Meet the Scientists (MTS) events at the Museum of Science and Industry (MOSI) grew from an initiative proposed by Ecsite-UK, the European Network of Science Centre and Museums, which was piloted in science centres and science museums across the UK.

MTS now provides a regular timeslot where scientists and engineers interact with the public, encouraging an interest in Science, Technology, Engineering and Mathematics (STEM) subjects and bringing their field and research to life.

Aims & Objectives

The original purpose of MTS events were to act as ‘dialogue events’:

  • where scientists could develop skills and confidence in engaging with the general public audience
  • that provided opportunities for groups of the general public to engage in dialogue about EPSRC (Engineering and Physical Science Research Council)- supported research topics.
  • that take place in science centres and science museums , which can act as ‘neutral venues’.


The current science communication officer coordinates and facilitates the MTS events and provides support to the scientists in preparing and planning for the day.

**Material shown**.
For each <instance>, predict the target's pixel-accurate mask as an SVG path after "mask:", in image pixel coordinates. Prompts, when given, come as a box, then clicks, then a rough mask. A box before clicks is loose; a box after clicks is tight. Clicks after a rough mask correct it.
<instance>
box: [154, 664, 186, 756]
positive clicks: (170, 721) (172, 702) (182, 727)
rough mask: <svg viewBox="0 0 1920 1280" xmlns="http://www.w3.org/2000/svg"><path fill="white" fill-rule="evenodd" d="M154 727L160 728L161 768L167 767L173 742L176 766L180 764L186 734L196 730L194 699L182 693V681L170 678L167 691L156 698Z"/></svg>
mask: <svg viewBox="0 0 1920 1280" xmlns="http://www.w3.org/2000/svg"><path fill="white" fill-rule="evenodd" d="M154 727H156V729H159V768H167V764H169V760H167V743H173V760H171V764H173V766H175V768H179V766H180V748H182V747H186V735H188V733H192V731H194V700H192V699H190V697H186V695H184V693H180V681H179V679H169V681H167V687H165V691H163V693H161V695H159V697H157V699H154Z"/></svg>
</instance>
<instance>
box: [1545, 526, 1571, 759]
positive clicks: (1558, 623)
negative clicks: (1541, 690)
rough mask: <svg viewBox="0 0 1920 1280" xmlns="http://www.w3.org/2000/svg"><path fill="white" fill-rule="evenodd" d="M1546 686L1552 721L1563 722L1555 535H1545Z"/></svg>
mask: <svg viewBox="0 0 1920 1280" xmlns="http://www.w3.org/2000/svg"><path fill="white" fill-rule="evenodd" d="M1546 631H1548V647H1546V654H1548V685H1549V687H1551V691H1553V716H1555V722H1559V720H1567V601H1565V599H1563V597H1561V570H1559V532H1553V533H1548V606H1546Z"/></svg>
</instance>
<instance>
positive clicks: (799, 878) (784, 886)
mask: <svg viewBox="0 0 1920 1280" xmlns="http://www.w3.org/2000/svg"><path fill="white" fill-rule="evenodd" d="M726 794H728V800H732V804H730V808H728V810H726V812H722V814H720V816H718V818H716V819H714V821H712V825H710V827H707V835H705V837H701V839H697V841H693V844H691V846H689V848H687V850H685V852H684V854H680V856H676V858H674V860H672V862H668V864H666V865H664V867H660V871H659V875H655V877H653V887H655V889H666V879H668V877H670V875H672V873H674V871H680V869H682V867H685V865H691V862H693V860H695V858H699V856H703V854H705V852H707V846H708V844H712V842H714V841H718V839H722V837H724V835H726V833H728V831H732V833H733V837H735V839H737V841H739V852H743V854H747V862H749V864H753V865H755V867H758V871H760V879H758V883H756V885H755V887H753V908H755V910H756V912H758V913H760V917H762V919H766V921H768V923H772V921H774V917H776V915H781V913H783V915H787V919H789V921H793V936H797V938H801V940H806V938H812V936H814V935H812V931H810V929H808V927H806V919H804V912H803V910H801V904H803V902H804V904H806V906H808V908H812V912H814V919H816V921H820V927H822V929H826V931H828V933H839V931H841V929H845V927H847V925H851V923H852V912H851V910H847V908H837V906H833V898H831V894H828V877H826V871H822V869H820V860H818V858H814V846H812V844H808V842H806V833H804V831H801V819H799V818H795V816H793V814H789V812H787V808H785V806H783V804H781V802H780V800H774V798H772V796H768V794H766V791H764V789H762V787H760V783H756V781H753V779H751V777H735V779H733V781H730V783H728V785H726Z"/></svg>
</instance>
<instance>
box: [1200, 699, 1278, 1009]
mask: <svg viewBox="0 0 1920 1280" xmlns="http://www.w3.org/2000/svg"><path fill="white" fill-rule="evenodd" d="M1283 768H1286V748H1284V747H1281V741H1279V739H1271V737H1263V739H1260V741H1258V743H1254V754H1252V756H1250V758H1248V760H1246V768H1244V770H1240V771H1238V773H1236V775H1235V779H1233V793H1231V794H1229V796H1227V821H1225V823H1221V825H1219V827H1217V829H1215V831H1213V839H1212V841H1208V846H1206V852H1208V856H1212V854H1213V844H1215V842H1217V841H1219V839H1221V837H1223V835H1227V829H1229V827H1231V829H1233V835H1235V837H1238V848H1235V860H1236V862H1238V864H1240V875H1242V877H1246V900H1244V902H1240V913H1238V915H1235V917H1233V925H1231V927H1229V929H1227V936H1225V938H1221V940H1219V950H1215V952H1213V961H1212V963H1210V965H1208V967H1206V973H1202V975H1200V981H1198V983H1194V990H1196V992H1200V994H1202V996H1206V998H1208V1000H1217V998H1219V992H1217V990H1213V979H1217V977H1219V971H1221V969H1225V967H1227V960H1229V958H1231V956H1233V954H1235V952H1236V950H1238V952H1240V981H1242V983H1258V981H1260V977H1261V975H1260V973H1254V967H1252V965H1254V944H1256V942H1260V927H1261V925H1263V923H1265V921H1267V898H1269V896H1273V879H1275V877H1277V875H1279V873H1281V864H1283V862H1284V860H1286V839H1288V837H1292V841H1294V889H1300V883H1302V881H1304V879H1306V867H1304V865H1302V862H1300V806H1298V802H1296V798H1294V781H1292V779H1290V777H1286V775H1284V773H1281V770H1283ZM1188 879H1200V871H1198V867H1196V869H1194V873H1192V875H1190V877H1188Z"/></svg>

**Work order 1**.
In the passage on the Meet the Scientists events, who coordinates and facilitates the events?
**Work order 2**.
Extend the passage on the Meet the Scientists events, picking up right after its final sentence.
The records were drawn from a separate source.

**Output 1**.
The current science communication officer.

**Output 2**.
 An initial face-to-face meeting is used to gauge the scientist’s level of experience with public engagement and thus how much support they need.  A checklist is also provided to help effectively devise and develop a suitable activity, for example things, ‘prior to the event’, including writing a risk assessment, providing a public liability insurance certificate, ensuring enough Criminal Records Bureau checked persons are present, number of tables, the type of space needed for the activity; things to remember ‘on the day’; and also a list of general starting ideas for activities; ‘build something, show some fancy equipment, solve a puzzle, contribute to the bigger picture’ etc. 

The outcome of the event depends on the actual content of the engagement activity but include gaining a better understanding of, insight into and inspiration for a particular STEM subject. Very hands on sessions may also result in a member of the public gaining new skills.